-- Data entries start --

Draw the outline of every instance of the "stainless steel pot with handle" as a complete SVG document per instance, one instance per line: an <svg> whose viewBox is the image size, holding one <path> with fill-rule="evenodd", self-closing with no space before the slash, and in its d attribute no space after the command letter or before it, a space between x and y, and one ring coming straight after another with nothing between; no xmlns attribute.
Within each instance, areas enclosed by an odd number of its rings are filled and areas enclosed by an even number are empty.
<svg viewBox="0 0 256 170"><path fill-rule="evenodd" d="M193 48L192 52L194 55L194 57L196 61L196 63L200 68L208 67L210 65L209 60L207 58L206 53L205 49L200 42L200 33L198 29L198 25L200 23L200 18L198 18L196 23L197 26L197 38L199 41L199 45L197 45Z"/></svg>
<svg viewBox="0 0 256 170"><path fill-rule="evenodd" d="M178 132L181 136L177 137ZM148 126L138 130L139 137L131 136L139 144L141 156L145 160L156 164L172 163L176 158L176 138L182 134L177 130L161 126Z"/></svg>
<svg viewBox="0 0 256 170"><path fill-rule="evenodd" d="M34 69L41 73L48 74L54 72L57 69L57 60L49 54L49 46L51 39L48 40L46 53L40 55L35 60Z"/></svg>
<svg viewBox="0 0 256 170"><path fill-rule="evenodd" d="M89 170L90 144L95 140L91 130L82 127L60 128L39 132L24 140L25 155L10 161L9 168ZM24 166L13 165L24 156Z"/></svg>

-- Data entries end --

▸ **Exercise goal**
Every entry needs to be retyped exactly.

▸ **Completed task**
Draw the outline of every instance of the "stainless steel pot with handle" as a complete SVG document per instance, one instance per line: an <svg> whose viewBox is the image size, holding one <path> with fill-rule="evenodd", self-closing with no space before the slash, and in its d attribute no space after the command letter or before it, a space between x and y, and one ring coming straight after another with nothing between; no xmlns attribute.
Within each instance, areas enclosed by an odd number of its rings are filled and areas enclosed by an even number are empty.
<svg viewBox="0 0 256 170"><path fill-rule="evenodd" d="M193 48L192 52L194 55L194 57L196 61L196 63L200 68L208 67L210 65L209 60L207 58L206 53L205 49L200 42L200 33L198 29L198 25L200 23L200 18L198 18L196 23L197 26L197 38L199 41L199 45L197 45Z"/></svg>
<svg viewBox="0 0 256 170"><path fill-rule="evenodd" d="M178 132L181 136L177 137ZM148 126L138 130L139 137L131 136L139 144L141 156L145 160L156 164L172 163L176 158L176 138L182 134L177 130L161 126Z"/></svg>
<svg viewBox="0 0 256 170"><path fill-rule="evenodd" d="M34 69L41 73L48 74L54 72L57 69L57 60L49 54L49 46L51 39L48 40L46 53L40 55L35 60Z"/></svg>
<svg viewBox="0 0 256 170"><path fill-rule="evenodd" d="M89 170L90 144L95 140L91 130L82 127L60 128L39 132L24 140L25 155L10 161L9 168ZM24 166L13 165L24 156Z"/></svg>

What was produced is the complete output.